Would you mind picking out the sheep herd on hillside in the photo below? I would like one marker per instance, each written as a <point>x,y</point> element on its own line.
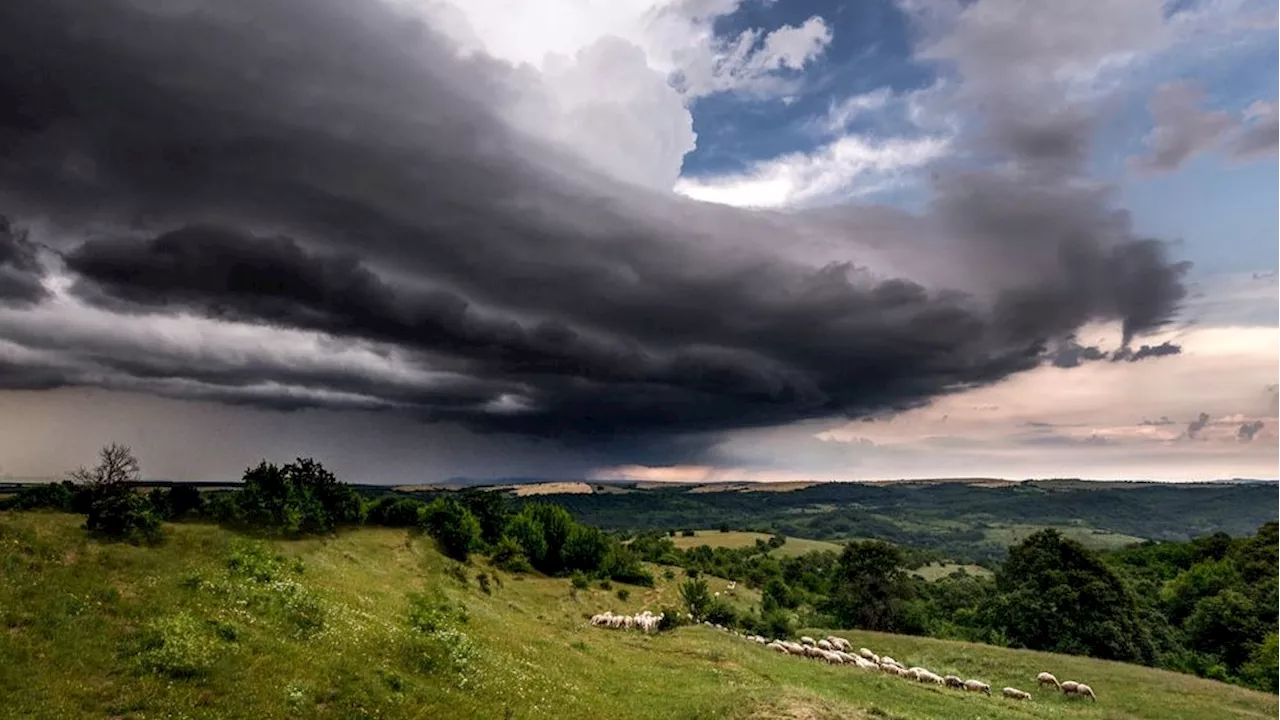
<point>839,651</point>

═══

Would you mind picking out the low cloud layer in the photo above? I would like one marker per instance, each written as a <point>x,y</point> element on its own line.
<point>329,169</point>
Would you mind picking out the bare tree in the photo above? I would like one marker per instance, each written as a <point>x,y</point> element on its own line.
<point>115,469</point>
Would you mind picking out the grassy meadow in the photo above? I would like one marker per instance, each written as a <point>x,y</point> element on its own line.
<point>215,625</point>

═══

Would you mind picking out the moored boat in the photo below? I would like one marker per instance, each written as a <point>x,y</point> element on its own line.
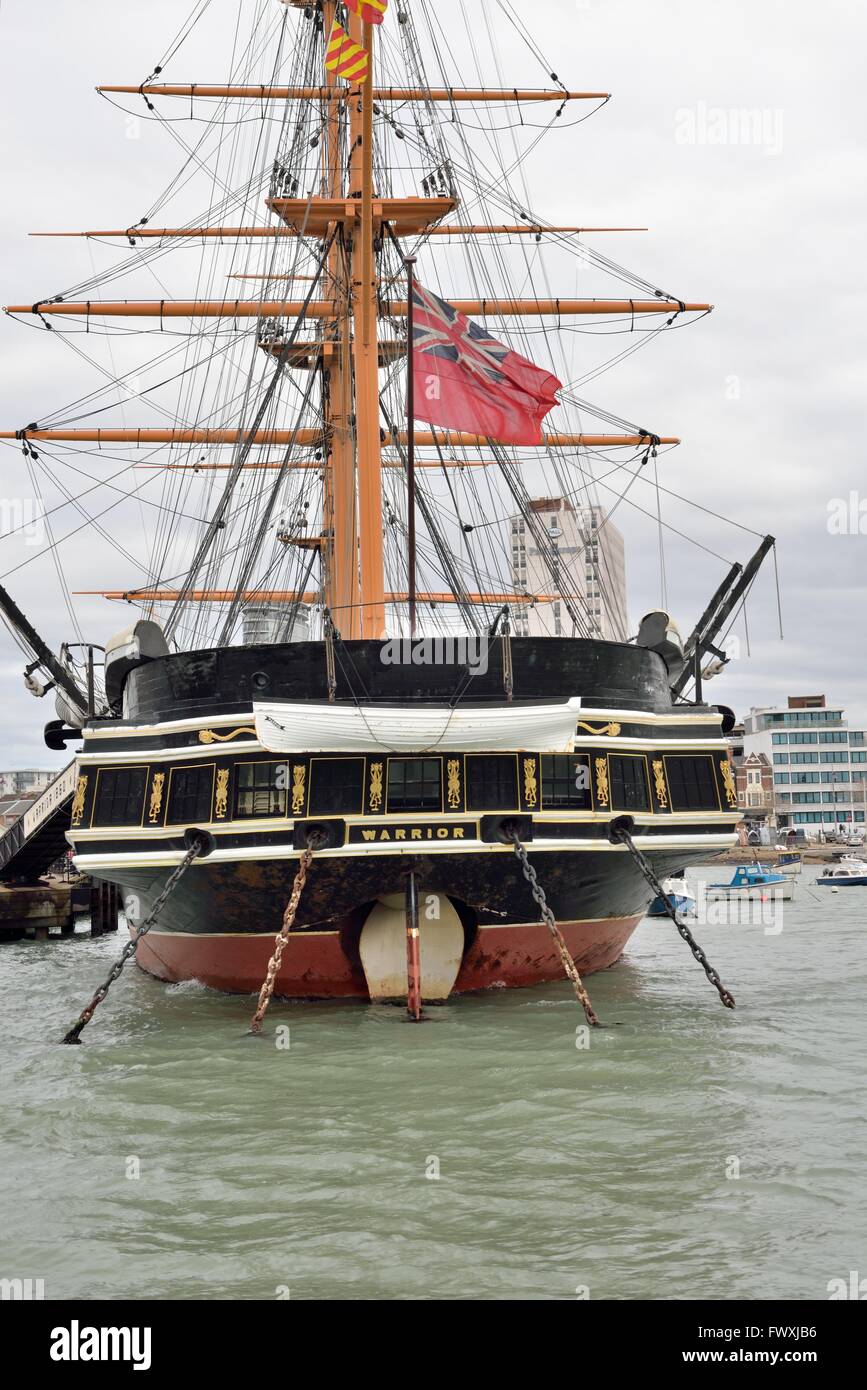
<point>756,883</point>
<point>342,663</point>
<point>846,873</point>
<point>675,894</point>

═══

** TASK REQUIREMENTS **
Could you write out the items from the line with "Would you mind picking out the bare" to the line with "<point>215,625</point>" once more, replacing "bare tree" with "leafless tree" and changing nothing else?

** EXERCISE OUTPUT **
Would you mind picking out the leafless tree in the photo above? I would like one marker per instance, each written as a <point>x,y</point> element on its own line.
<point>115,469</point>
Would you mind picking out the grassy meadow in the photo above? I would like one marker per instance, each written as a <point>x,y</point> element on its own line.
<point>215,625</point>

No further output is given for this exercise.